* **À faire**
a. Pouvez-vous renvoyer tel quel le passage du récit du déménagement qui commence aux mots « En moins de » et s'arrête après « fenêtre du troisième). » ?
b. Dans le récit du déménagement, pourquoi la formule « commodes Louis XV » est-elle corrigée en « bahuts Hercule », et quelle excuse accompagne cette correction ?

* **Texte de la page**
○ ○ ○ ○ ○

Alors que fut-ce ? Qu'ouissai-je ? Oui donc ébranlait mon huis
?
Enfer et boule de bitte : c'étaient les
déménageurs.
Tout à mon sommeil dans les bras de Morphée et sous les
genoux de la mère de mes enfants présumés,
j'avais oublié que je quittais ce matin mon somptueux gourbi
parisien pour aller vivre désormais dans un minable manoir de
banlieue extrêmement surfait, c'est pas la peine de m'emmerder
avec l'impôt sur les grandes fortunes, je fais rien qu'à
rétrograder dans l'aisance.
On est bien peu de chose, mes frères, en pyjama rayé
façon Auschwitz, face à six gros bras velus,
pétants de santé et armés de sangles de cuir,
qui vous soufflent à la gueule, par les naseaux béants
de leurs mufles ouvriers, l'air encore frais du matin,
frémissants de leur impatience à vous casser la
baraque. Ils se sont engouffrés dans mes murs comme six
Minotaures assoiffés de vengeance mobilière et
affamés de commodes Louis XV, pardonnez l'anachronisme,
j'aurais dû dire " de bahuts Hercule ", mais on n'a pas la
sérénité d'André Castelot devant son
Mallet-Isaac quand on est piétiné à l'aube par
une horde d'hommes des bois de lit.
"Par où qu'on commence ?" a mugi le plus féroce qui
paraissait être le chef (les touffes de poils
échappées de son poitrail à la Fichet-Bauche
étouffaient le crocodile de son débardeur Lacoste,
signe distinctif du chef de meute chez les tribus porteuses de piano
à queue sur la tête).
"Commencez par où vous voulez, mais ne me frappez pas,
monsieur, s'il vous plaît", ai-je supplié, en lui
baisant les doigts à tout hasard, pour apaiser son
courroux.
En moins de temps qu'il n'en faut à l'éjaculateur
précoce pour prendre congé d'Ornella Mutti, ils
s'étaient répandus dans les étages en rugissant
les ahanements gutturaux des terribles écumeurs de l'habitat
urbain (Urbain VI, le saint patron des balanceurs d'armoires par la
fenêtre du troisième).

○ ○ ○ ○ ○

* **Informations données**

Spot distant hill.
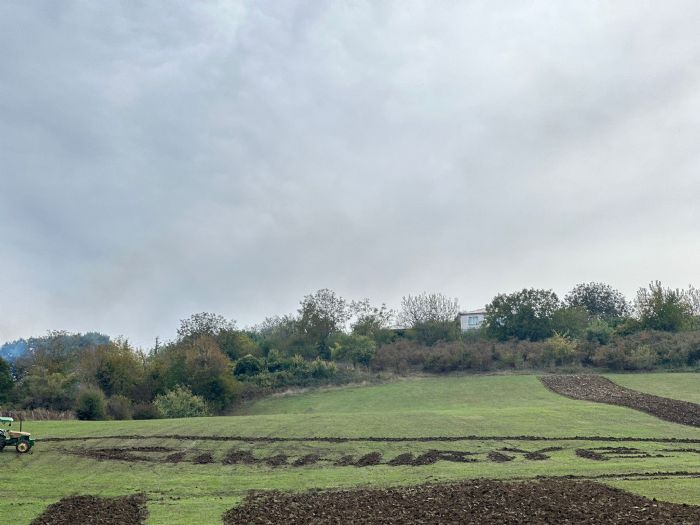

○ ○ ○ ○ ○

* **Réponses fournies**
a.
En moins de temps qu'il n'en faut à l'éjaculateur
précoce pour prendre congé d'Ornella Mutti, ils
s'étaient répandus dans les étages en rugissant
les ahanements gutturaux des terribles écumeurs de l'habitat
urbain (Urbain VI, le saint patron des balanceurs d'armoires par la
fenêtre du troisième).

b. « Commodes Louis XV » est un anachronisme : il aurait fallu dire « de bahuts Hercule ». L'excuse donnée est qu'on n'a pas la sérénité d'André Castelot devant son Mallet-Isaac quand on est piétiné à l'aube par une horde d'hommes des bois de lit.